### [EXTRAIT DU TEXTE]

═══

Nouvelles du couloir de la mort du Texas, 27 avril 2019

NOUVELLES DU COULOIR DE LA MORT DU TEXAS, 27 avril 2019

NOUVELLES DU COULOIR DE LA MORT DU TEXAS, le 27 AVRIL 2019.

“Accepter, puis agir. Quoique l’instant présent puisse contenir, acceptez-le comme si vous l’aviez choisi. Travaillez toujours avec ce contenu, pas contre lui. C’est toute votre vie qui en sera ainsi miraculeusement transformée.” ——Eckhart Tolle.

Le couloir de la mort du Texas est, dans le meilleur des cas, un asile d’aliénés, mais ici, dernièrement, les choses ont considérablement empiré. Il y a environ dix ans, les gardiens qui travaillaient dans le couloir de la mort étaient expérimentés et la plupart d’entre eux n’étaient pas paresseux et avaient à cœur de faire correctement leur travail. Ils savaient qu’ils avaient une charge de travail donnée à effectuer, à savoir proposer à chacun des 84 hommes de chaque unité d’aller en promenade, de se doucher une fois par jour, et de recevoir 3 repas par jour. Une fois tout ceci effectué, ils pouvaient s’asseoir et ne rien se préoccuper d’autre pour le restant de la journée. Ces jours-là sont bien révolus. Aujourd’hui, quelques uns des employés qui œuvrent ici trouvent délibérément le moyen de ne pas faire leur travail. Deux fois cette semaine, les gardiens qui travaillent en journée [1er poste] ont laissé à l’équipe de nuit plus de 20 promenades et plus de 60 douches à effectuer. Deux fois cette semaine nous n’avons pas été autorisés à prendre de douche ou à aller en promenade. La nuit dernière, c’était à peu près le même topo. J’ai attendu mon tour de 6 heures du matin à 13 heures, lorsque ces bouffons m’ont enfin proposé d’aller en promenade. Et je dois dire que je n’étais pas d’humeur joyeuse lorsque je suis enfin arrivé dans l’espace réservé aux promenades.

═══

### [DONNÉES FOURNIES]
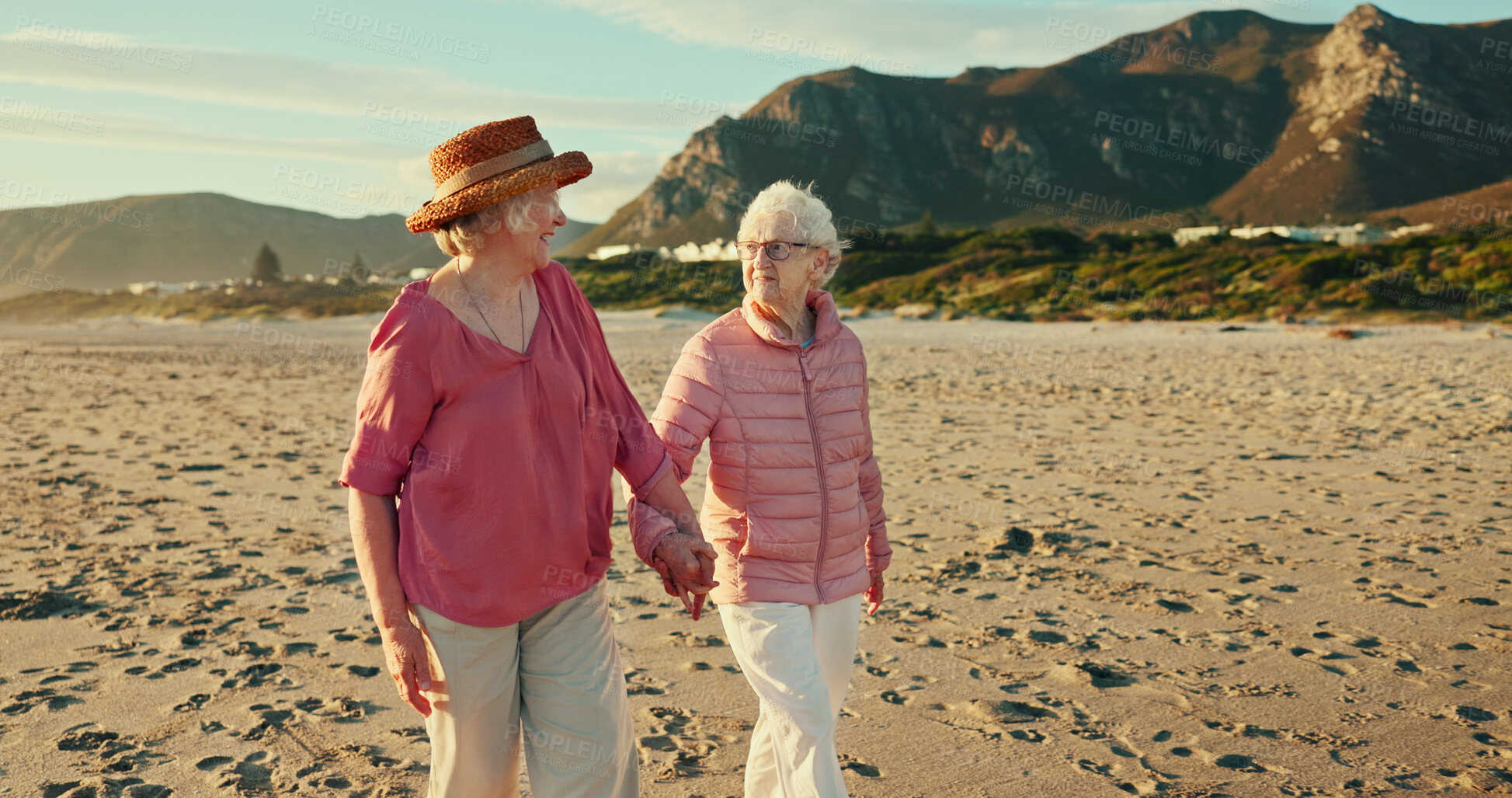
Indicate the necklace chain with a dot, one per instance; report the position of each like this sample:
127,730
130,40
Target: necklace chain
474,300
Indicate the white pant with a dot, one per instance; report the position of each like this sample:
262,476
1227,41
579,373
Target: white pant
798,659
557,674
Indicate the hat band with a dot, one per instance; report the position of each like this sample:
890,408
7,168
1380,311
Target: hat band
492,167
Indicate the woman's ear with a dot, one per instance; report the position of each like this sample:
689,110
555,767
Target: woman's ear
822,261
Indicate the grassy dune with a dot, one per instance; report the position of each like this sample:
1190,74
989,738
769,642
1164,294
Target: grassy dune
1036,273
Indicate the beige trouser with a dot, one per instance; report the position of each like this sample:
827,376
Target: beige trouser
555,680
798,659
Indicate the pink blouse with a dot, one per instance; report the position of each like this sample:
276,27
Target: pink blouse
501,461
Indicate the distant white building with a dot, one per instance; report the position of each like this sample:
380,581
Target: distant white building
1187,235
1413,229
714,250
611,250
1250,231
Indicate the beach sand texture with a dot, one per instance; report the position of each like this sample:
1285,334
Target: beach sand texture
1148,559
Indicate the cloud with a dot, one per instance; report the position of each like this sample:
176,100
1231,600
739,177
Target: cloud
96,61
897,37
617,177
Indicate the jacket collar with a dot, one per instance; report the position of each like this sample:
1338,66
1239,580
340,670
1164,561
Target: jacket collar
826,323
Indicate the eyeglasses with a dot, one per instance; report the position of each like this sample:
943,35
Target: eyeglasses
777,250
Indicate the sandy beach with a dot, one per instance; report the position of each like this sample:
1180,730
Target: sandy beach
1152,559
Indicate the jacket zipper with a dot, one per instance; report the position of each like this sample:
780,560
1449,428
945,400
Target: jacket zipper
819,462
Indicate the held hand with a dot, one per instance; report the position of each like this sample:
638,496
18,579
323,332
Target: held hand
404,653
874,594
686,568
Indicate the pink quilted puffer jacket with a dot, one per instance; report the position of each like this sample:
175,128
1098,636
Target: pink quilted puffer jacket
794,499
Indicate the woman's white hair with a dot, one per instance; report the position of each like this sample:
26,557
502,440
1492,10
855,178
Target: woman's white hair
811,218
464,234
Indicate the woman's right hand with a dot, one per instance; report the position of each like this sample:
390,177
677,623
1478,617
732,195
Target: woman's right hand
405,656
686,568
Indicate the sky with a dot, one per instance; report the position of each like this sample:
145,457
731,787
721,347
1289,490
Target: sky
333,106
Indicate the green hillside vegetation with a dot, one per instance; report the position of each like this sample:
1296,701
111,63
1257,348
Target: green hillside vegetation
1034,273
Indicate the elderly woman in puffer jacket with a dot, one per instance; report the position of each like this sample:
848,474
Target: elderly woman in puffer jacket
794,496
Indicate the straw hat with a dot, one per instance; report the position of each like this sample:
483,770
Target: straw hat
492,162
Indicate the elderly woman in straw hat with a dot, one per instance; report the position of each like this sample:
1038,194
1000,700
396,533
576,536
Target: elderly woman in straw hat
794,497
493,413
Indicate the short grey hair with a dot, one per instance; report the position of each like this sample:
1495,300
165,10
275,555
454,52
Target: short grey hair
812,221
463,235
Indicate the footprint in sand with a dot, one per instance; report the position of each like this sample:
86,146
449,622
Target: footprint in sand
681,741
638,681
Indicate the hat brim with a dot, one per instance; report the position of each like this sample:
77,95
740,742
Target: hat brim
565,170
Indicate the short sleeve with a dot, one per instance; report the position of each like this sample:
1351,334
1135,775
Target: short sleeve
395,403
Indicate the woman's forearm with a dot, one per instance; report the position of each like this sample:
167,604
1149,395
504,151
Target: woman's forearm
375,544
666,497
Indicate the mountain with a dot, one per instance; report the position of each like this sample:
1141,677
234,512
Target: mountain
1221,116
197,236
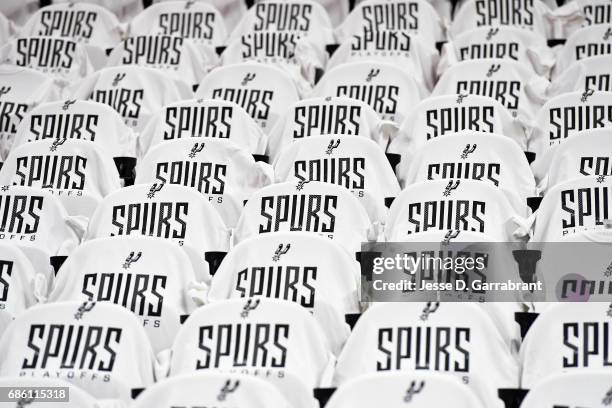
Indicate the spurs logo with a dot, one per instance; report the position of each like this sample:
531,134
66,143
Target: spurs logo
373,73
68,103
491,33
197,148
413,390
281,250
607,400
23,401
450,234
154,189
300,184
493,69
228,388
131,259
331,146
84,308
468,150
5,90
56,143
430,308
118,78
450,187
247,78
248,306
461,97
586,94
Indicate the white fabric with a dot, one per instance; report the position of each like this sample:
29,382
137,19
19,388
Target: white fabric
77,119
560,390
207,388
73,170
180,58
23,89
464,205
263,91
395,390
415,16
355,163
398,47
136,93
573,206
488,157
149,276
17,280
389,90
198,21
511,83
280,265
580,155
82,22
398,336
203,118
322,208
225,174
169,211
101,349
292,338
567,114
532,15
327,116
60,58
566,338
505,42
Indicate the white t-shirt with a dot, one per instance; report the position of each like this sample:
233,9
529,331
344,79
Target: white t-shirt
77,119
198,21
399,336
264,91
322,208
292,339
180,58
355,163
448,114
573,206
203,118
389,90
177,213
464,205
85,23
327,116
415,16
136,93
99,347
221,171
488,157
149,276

═══

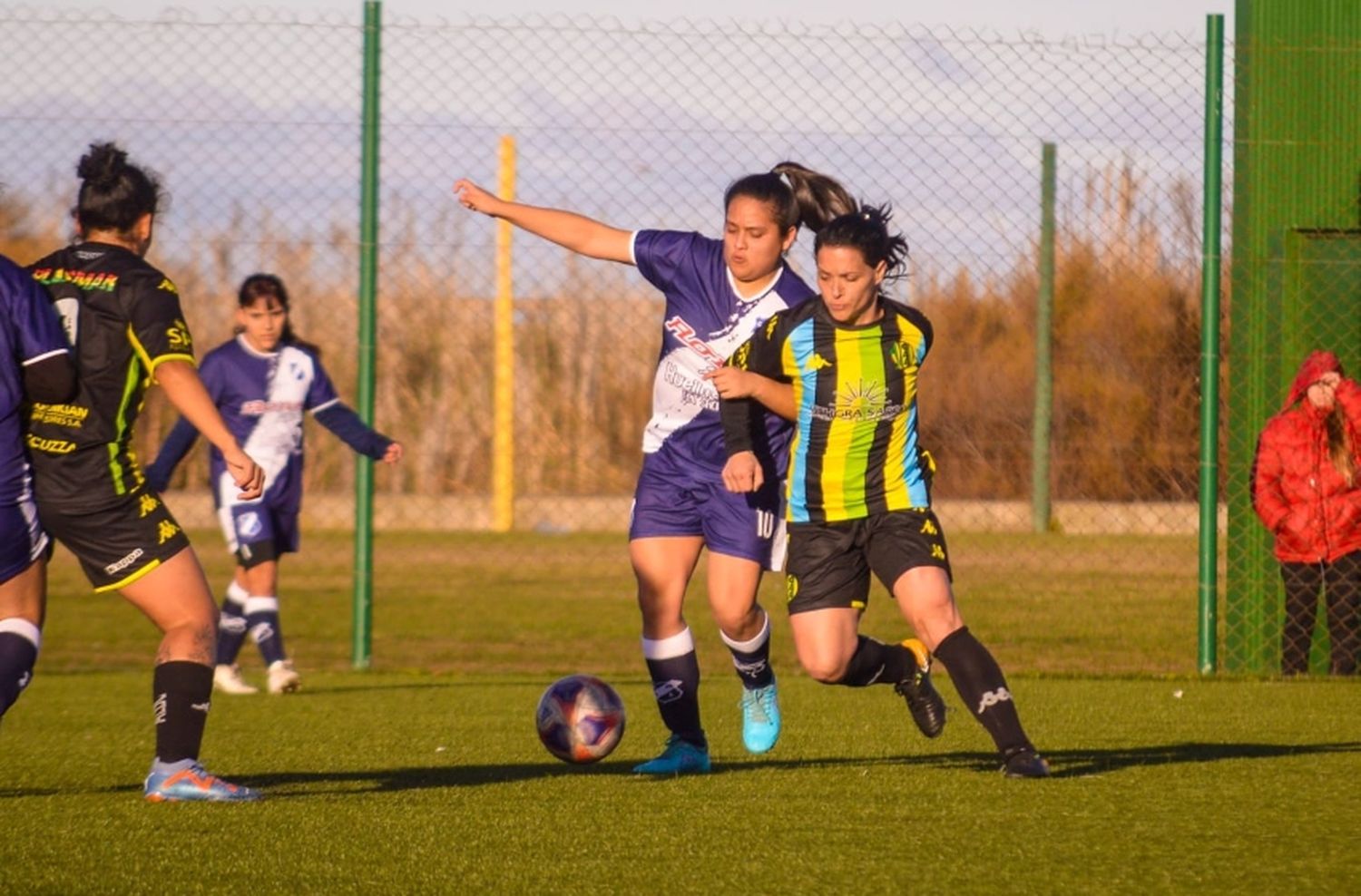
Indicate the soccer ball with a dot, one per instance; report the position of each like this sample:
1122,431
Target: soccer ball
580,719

═══

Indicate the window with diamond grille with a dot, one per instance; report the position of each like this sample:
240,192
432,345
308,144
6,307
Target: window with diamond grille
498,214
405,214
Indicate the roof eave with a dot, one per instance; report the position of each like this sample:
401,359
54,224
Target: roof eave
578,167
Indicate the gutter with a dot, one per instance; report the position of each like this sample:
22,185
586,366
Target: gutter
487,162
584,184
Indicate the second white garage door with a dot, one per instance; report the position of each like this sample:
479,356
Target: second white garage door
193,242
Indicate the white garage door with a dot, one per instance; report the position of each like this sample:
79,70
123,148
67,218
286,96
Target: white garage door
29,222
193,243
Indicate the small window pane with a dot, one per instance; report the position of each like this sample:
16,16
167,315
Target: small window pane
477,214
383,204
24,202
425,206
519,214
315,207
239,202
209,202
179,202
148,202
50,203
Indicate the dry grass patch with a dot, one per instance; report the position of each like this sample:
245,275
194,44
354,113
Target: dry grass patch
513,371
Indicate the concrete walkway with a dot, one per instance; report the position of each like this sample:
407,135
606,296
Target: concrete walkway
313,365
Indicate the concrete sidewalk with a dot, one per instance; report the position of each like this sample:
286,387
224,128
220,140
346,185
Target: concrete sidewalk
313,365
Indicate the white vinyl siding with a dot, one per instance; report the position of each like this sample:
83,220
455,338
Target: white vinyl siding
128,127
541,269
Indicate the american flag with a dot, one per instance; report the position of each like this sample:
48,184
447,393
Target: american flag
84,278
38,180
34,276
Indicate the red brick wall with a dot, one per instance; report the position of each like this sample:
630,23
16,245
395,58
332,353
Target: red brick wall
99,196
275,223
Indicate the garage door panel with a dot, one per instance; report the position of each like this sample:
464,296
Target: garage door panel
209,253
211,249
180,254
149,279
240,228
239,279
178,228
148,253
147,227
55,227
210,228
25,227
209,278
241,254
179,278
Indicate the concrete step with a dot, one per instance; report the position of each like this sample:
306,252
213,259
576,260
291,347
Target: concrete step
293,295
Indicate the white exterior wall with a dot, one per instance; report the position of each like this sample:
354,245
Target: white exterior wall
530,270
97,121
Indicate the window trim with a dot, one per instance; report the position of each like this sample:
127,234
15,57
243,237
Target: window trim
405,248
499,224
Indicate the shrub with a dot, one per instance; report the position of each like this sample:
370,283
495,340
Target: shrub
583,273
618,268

═══

### [COURT EXERCICE]
Écrivez la suite du récit sur le couloir de la mort du Texas, en reprenant juste après sa dernière phrase.

### [LE RÉSULTAT]
Mais parfois, la vie nous réserve de drôles de tours. Lorsque vous subissez une situation désagréable et que cette expérience vous semble n’avoir ni queue ni tête, l’Univers a une réponse pour y faire sens, il suffit de chercher. Le pourquoi du comment m’est apparu hier soir. Après avoir attendu toute la journée et toute la soirée, je me suis retrouvé dans la salle de promenade à 22 heures, alors que c’est l’heure à laquelle j’ai l’habitude de me coucher, mais j’étais bien décidé à profiter de mes deux heures à l’extérieur de cette cellule où je suis parqué depuis près de 21 ans maintenant. Après environ 30 minutes de promenade, un ami prénommé Will, que je connais depuis longtemps, me salue et nous entamons une conversation. Je lui demande ce qu’il a fait dernièrement, s’il a réalisé des dessins… Les œuvres de mon ami sont pour moi souvent sources d’inspiration et parfois, ses projets me donnent de nouvelles idées de peintures et de créations artistiques.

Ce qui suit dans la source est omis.